• **Tâches à réaliser**:
a) Dans la critique du film Le retour de Mary Poppins présentée ci-dessous, à quelle époque Mary Poppins retrouve-t-elle les enfants de la famille Banks ?
b) Reformulez sous forme de liste le paragraphe de la critique du film Le retour de Mary Poppins qui commence par « En pleine Grande Dépression », en conservant ses faits principaux.
c) Dans la critique du film Le retour de Mary Poppins, relevez tel quel le passage allant de « À cette ère » à « la dernière année. ».

• **Extrait choisi**:
>>>>

À cette ère où les reprises et les suites manipulent les émotions et trafiquent les souvenirs, le retour sur grand écran de Mary Poppins ne surprend guère. Les fans inconditionnels de la nounou bienveillante au parapluie magique attendent ce deuxième opus avec autant d’excitation que d’appréhension. Toutefois, puisque la présente journaliste n’a pas grandi avec l’oeuvre de 1964, la nostalgie ne s’avère pas ici un facteur qui explique pourquoi le film de Rob Marshall, malgré quelques longueurs, constitue l’un des films familiaux les plus réjouissants et inspirants de la dernière année.
Le retour de Mary Poppins apporte une magie et une joie contagieuse qui arrivent à point dans cette période festive où il fait bon oublier le cynisme de notre société moderne. On s’entend, Disney ne transgresse pas sa formule éprouvée , mais le célèbre studio accouche d’un résultat d’une grande qualité tant au niveau visuel qu’au niveau de la distribution qui émerveilleront les petits comme les grands à des degrés différents. Des séquences colorées à saveur fantastique destinées uniquement aux enfants se glissent relativement fluidement à l’intérieur d’une trame narrative dont la prémisse est résolument mature. Les frimousses n’y verront que du feu alors que les adultes ne pourront résister à l’idée d’esquisser un sourire à la vue d’un dauphin dans une minuscule baignoire.
En pleine Grande Dépression, Mary Poppins (Emily Blunt), que le temps s’obstine à ne point vieillir, retrouve les enfants de la famille Banks, plus précisément Jane (Emily Mortimer) et son frère Michael (Ben Whishaw) qui, depuis qu’il est tragiquement devenu veuf, peine à conserver sa maison. Pendant qu’il tente désespérément de rétablir sa situation financière, Mary s’occupe d’insuffler à ses trois enfants le soupçon de magie nécessaire aux corvées de la vie quotidienne afin que les valeurs essentielles à inculquer soient amusantes.
Tout en assumant complètement son côté sucré hyper léché, le scénario parvient à véhiculer ses morales et bons sentiments sans étouffer le spectateur ou sous-estimer son intelligence. Bien sûr, l’oeuvre ne transcende pas tous les autres récits de gardiennage faits auparavant et ne justifie pas l’importance absolue de faire une suite, mais elle s’acquitte de ses tâches convenablement. Les créateurs ne cherchent pas à imiter le classique ou le surpasser, mais se concentrent plutôt à faire découvrir la franchise à une autre génération par le biais de technologies plus innovatrices et pertinentes. Le retour de Mary Poppins réussit ce défi haut la main même si une bonne demi-heure aurait pu être retranchée sans gâcher le fil de l’histoire.

<<<<

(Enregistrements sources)
>>>>

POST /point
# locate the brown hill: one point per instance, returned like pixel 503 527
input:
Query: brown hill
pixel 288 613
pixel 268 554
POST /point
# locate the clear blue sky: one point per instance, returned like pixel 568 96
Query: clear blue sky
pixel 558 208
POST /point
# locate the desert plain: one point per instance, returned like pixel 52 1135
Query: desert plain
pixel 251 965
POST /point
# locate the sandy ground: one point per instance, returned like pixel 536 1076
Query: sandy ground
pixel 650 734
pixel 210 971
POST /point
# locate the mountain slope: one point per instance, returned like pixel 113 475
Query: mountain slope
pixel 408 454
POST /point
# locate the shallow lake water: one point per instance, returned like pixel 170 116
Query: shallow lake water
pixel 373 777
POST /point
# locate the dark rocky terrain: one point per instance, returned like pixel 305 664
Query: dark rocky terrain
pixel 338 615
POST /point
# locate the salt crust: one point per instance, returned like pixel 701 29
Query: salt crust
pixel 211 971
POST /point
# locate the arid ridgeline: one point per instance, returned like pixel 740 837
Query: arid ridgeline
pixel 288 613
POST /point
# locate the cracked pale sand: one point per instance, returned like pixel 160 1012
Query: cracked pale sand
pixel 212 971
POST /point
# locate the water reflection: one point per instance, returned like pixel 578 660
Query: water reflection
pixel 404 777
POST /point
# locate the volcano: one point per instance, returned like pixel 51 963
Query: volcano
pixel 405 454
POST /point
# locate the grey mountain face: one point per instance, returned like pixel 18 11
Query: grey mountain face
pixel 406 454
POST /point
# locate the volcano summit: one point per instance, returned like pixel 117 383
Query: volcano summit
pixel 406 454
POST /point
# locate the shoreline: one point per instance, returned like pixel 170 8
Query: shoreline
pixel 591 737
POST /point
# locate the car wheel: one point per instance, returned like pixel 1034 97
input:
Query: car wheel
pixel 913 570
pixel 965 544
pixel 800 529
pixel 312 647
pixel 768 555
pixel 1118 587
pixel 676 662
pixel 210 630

<<<<

• **Corrigé**:
a) En pleine Grande Dépression.

b)
- Époque : la Grande Dépression.
- Mary Poppins (Emily Blunt), que le temps ne vieillit pas, retrouve les enfants Banks, Jane (Emily Mortimer) et son frère Michael (Ben Whishaw).
- Devenu veuf, Michael peine à conserver sa maison et tente de rétablir sa situation financière.
- Mary apporte à ses trois enfants la magie nécessaire aux corvées quotidiennes, afin de rendre amusantes les valeurs essentielles à leur inculquer.

c)
À cette ère où les reprises et les suites manipulent les émotions et trafiquent les souvenirs, le retour sur grand écran de Mary Poppins ne surprend guère. Les fans inconditionnels de la nounou bienveillante au parapluie magique attendent ce deuxième opus avec autant d’excitation que d’appréhension. Toutefois, puisque la présente journaliste n’a pas grandi avec l’oeuvre de 1964, la nostalgie ne s’avère pas ici un facteur qui explique pourquoi le film de Rob Marshall, malgré quelques longueurs, constitue l’un des films familiaux les plus réjouissants et inspirants de la dernière année.